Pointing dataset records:
————————

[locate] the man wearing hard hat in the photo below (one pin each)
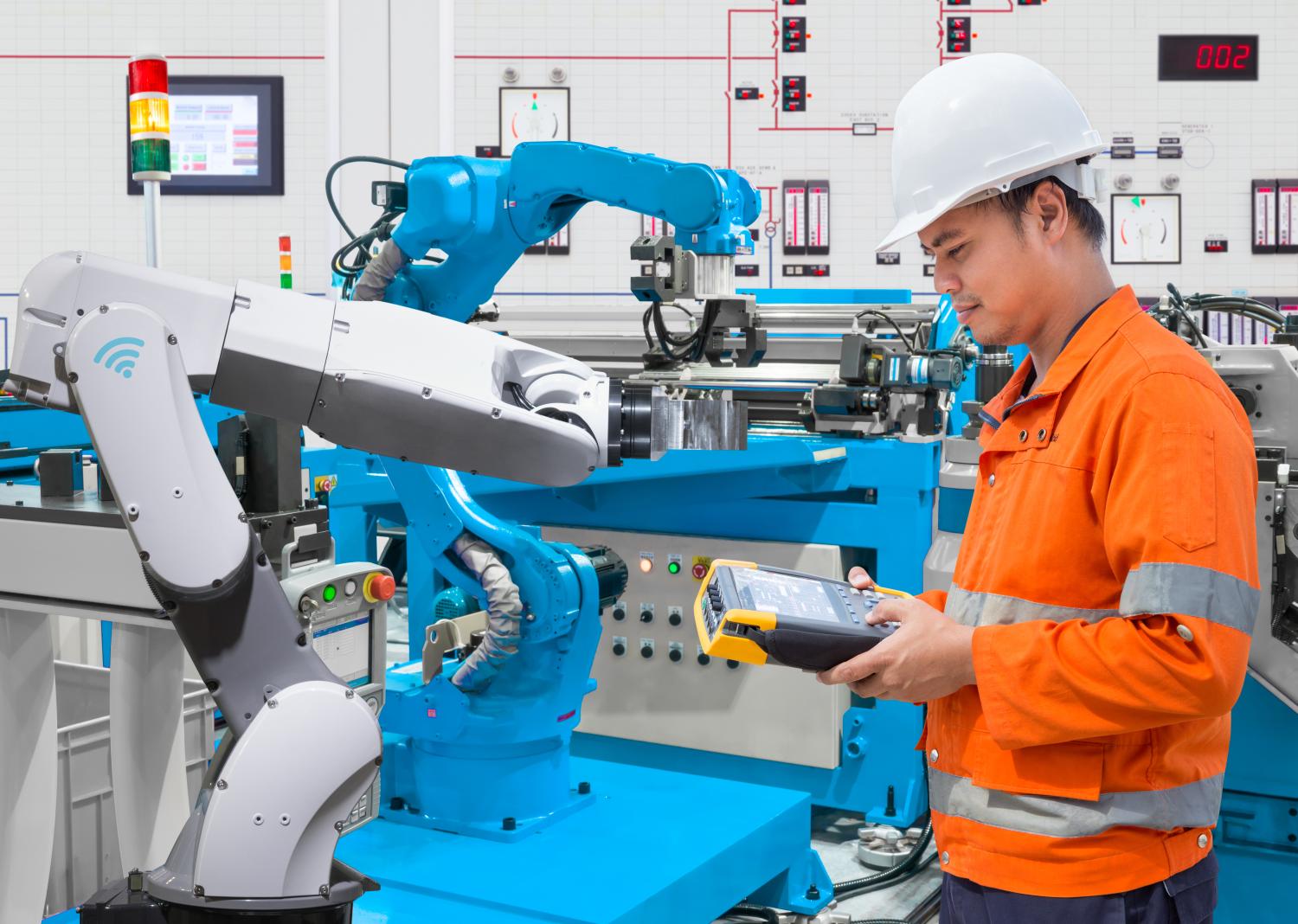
(1080, 671)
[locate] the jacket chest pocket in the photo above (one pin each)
(1072, 770)
(1025, 503)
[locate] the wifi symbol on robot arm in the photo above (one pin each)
(119, 355)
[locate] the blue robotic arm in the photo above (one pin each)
(485, 213)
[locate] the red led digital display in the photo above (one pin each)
(1207, 57)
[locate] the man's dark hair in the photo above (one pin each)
(1083, 215)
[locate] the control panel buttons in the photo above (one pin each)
(378, 588)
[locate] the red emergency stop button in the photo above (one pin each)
(379, 587)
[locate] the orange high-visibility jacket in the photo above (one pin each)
(1110, 566)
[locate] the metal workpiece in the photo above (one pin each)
(992, 371)
(652, 422)
(714, 275)
(714, 422)
(883, 846)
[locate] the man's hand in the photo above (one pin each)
(929, 656)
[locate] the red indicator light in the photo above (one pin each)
(1222, 57)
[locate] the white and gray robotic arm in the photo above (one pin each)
(126, 347)
(371, 375)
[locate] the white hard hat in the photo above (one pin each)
(981, 126)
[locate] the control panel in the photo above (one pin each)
(656, 683)
(343, 613)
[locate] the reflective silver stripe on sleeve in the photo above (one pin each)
(1194, 805)
(994, 609)
(1193, 591)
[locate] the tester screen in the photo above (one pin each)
(784, 594)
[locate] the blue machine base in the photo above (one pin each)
(654, 846)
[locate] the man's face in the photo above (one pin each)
(989, 270)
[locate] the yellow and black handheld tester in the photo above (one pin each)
(765, 615)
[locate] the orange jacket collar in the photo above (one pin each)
(1111, 314)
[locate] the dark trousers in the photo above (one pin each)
(1186, 898)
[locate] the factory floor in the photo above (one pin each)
(833, 836)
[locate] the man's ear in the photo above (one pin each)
(1051, 209)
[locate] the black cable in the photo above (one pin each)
(1194, 329)
(353, 158)
(908, 869)
(680, 347)
(517, 391)
(877, 313)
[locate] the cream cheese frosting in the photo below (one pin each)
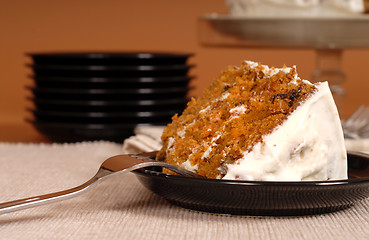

————————

Stated goal: Can you rewrite every item above with "one pin each" replaced by "a single point each" and nothing else changed? Leave the pictures out of your rewrite.

The output:
[locate] the man wearing hard hat in the photo below (a single point each)
(1080, 671)
[locate] the jacket chest pocket in the photo above (a single point each)
(1072, 770)
(1025, 503)
[locate] the wifi symbol on robot arm in the photo above (a single point each)
(119, 355)
[locate] the blue robotic arm in the photo above (a single point each)
(485, 213)
[locate] the red led digital display in the photo above (a single point each)
(1207, 57)
[locate] the man's dark hair in the photo above (a single point each)
(1083, 215)
[locate] the control panel buttons in the photo above (a single point each)
(378, 588)
[locate] the red emergency stop button in the photo above (a single point each)
(379, 587)
[locate] the orange high-visibility jacket in the photo above (a single point each)
(1110, 566)
[locate] the metal workpiece in the photo above (a single point each)
(992, 371)
(652, 422)
(714, 275)
(714, 422)
(883, 846)
[locate] the man's hand in the photo above (a single point each)
(929, 656)
[locate] the red indicator light in the photo above (a single point each)
(1222, 57)
[locate] the white and gray robotic arm in the photo above (a single point each)
(126, 347)
(371, 375)
[locate] the white hard hat in the photo above (a single point each)
(981, 126)
[locate] the control panel in the photo above (a single point each)
(656, 683)
(343, 613)
[locate] the reflective silver stripe on sleeve in the photo above (a single point each)
(1194, 805)
(994, 609)
(1193, 591)
[locate] the tester screen in the photo above (a single point each)
(784, 594)
[locate] the blue machine base in the photo above (a single point each)
(654, 846)
[locate] the man's face in the photo above (a single point each)
(989, 270)
[locate] the yellow and black handheld tester in the photo above (a single point each)
(765, 615)
[locate] the orange jacket collar in the photo above (a single point each)
(1111, 314)
[locate] the dark trousers in the photo above (a single point each)
(1186, 898)
[locate] the factory floor in the photo above (a single point each)
(833, 836)
[locate] the man's ear in the photo above (a single point each)
(1051, 209)
[locate] the black cable in the photo above (a single point each)
(1194, 329)
(353, 158)
(908, 869)
(680, 347)
(517, 391)
(877, 313)
[locate] the cream cheese frosting in the photo below (a single point each)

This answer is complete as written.